(Beginning of TEXT SECTION)

Phocas (Latin: Flavius Phocas Augustus; Greek: Φωκάς, Phokas) was Roman (Byzantine) Emperor from 602 to 610. He usurped the throne from the Emperor Maurice, and was himself overthrown by Heraclius after losing a civil war.
Origins
Almost nothing is known of Phocas's early life, although he may have been a native of Thrace. The name of his father is unknown. His mother was named Domentia (or Domentzia). He had at least two brothers, Comentiolus and Domentziolus.[1]
By 600, he was a subaltern officer in the Byzantine army that served during Maurice's Balkan campaigns, and apparently was viewed as a leader by his fellow soldiers. He was a member of a delegation sent by the army in that year to Constantinople to submit grievances to the government. The Avars had defeated the Byzantines in 598, had taken a large number of prisoners, and demanded a ransom. Maurice refused to pay and all the prisoners were killed, causing consternation among the army. The delegation's complaints were rejected, and, according to several sources, Phocas himself was slapped and humiliated by prominent court officials at this time.
Accession
Phocas wearing consular uniform on a coin.
In 602, having created unrest in the legions by reforms intended to reduce the expenses of their maintenance, Maurice ordered the Balkan army, then campaigning against the Avars, to winter on the north side of the Danube, the unprotected far side of the river's protective boundary. The army almost immediately revolted and marched on the capital, with Phocas at its head. Within a month, Maurice's government had collapsed, the emperor abdicated and fled the city, and the "Green" faction in Constantinople acclaimed Phocas as emperor. He was crowned in the Church of St. John the Baptist and his wife Leontia was invested with the rank of Augusta. Maurice, who represented little genuine threat, was dragged from his monastic sanctuary at Chalcedon, and killed along with his five sons. It is said that he had to watch as his sons were executed in front of his eyes. The bodies were thrown in the sea and the heads of all were exhibited in Constantinople before Phocas made arrangements for a Christian burial for the relics of his deeply pious predecessor.

(End of TEXT SECTION)

- _EXERCISE REQUIREMENTS_:
(1) For each statement about the passage on Phocas, answer yes or no according to whether it agrees with the passage, and quote the passage's deciding words: (a) Phocas was crowned in the Church of St. John the Baptist. (b) The name of Phocas's father is recorded. (c) Maurice paid the ransom the Avars demanded.
(2) Carry the passage on the emperor Phocas forward from its final sentence.
The entries that come next are drawn from a separate source.

(Beginning of MATERIAL SUPPLIED)

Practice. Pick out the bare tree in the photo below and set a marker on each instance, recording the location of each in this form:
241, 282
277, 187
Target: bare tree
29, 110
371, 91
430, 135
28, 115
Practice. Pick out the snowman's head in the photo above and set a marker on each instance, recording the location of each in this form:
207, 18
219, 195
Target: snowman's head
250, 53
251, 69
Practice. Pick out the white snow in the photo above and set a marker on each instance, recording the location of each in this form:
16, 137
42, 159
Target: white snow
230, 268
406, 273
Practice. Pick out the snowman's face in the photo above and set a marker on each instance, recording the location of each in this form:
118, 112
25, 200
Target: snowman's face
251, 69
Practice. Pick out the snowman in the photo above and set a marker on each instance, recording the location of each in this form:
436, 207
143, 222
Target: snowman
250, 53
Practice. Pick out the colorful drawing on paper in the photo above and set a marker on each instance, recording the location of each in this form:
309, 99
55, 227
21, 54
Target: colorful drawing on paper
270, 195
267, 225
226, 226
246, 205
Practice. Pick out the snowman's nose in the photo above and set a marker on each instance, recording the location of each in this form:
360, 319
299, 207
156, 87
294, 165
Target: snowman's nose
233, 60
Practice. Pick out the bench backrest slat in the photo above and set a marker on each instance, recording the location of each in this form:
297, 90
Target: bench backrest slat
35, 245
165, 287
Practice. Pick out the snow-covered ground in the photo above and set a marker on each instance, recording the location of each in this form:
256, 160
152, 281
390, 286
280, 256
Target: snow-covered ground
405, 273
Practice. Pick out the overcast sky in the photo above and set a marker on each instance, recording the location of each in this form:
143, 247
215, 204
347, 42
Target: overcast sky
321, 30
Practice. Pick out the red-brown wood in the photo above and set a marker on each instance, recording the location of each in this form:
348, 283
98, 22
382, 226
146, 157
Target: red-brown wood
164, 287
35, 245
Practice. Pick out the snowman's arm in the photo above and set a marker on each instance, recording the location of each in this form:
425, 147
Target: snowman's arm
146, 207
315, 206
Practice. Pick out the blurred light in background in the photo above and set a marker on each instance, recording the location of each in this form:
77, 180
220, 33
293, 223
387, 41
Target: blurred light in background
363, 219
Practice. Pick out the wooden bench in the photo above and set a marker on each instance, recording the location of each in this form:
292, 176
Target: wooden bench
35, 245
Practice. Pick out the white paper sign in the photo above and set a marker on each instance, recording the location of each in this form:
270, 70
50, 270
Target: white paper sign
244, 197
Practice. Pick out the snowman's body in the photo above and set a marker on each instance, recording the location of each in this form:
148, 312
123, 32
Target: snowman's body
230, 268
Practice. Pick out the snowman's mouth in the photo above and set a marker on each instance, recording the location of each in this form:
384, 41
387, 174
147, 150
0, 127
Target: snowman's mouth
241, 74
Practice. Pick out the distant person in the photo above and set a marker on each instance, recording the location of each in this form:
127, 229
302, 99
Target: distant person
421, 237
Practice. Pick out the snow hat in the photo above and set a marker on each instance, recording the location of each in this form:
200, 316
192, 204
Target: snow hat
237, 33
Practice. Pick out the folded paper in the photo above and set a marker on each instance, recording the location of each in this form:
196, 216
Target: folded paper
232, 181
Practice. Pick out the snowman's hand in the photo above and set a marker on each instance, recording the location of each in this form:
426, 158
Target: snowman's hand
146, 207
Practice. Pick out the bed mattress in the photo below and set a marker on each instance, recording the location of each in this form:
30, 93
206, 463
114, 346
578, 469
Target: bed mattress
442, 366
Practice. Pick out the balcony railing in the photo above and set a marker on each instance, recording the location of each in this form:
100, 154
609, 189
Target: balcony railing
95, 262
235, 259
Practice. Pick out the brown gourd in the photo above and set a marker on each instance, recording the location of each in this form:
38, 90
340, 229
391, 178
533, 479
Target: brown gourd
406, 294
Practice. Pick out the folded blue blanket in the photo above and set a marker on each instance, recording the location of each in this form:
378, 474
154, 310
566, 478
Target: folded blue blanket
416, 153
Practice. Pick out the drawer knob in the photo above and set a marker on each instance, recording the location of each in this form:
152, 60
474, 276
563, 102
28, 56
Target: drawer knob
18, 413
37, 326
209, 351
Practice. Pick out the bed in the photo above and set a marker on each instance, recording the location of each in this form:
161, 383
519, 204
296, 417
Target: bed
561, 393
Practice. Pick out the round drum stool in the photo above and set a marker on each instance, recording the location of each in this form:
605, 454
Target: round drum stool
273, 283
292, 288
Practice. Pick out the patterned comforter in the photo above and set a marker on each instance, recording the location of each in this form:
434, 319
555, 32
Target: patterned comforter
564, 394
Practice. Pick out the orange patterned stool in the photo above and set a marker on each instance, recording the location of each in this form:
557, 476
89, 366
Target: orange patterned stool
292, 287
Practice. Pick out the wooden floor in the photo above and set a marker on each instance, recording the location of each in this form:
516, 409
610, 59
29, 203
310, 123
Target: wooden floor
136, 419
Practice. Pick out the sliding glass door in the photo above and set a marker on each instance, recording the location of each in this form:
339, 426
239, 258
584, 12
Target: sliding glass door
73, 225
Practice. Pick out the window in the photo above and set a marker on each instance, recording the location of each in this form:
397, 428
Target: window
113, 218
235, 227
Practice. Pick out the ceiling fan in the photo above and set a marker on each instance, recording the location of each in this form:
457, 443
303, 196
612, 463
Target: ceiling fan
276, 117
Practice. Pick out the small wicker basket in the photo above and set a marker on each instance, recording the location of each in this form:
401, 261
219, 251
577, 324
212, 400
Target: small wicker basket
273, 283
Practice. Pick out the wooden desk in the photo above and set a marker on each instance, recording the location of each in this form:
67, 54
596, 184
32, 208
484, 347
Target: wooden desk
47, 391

(End of MATERIAL SUPPLIED)

- _PER-TASK OUTPUTS_:
(1)
(a) Yes: "He was crowned in the Church of St. John the Baptist"
(b) No: "The name of his father is unknown."
(c) No: "Maurice refused to pay and all the prisoners were killed"

(2)
Phocas's rule was welcomed at first by many because he lowered taxes, which had been high during the reign of Maurice. Fulsome letters of courtly praise from Pope Gregory I are attested. The pope, Saint Gregory, appreciated his acceptance of the reforms he had begun. The agrarian reforms of the Church in Italy and particularly in Sicily had been followed in Egypt by the Orthodox Patriarchs. The reform consisted in naming "rectores" as administrators of the latifundia and eliminating all sort of contractors and parasites who exploited the tenant farmers, reducing them to misery, while undermining the income of the owners.
The Church needed money to pay for hospitals, maternities, orphanotrophies – all social infrastructures that the state had left to the clergy. Phocas faced great opposition and was regarded by many as a "populist". His coup d'état was the first violent regime change in Constantinople since its foundation by Constantine. He is reported to have responded to this opposition with cruelty, allegedly killing thousands in an effort to keep control of the government. This was probably an exaggeration. No histories actually written under Phocas survive, and thus we are dependent for information on historians writing under his successors, who had an interest in blackening Phocas' reputation.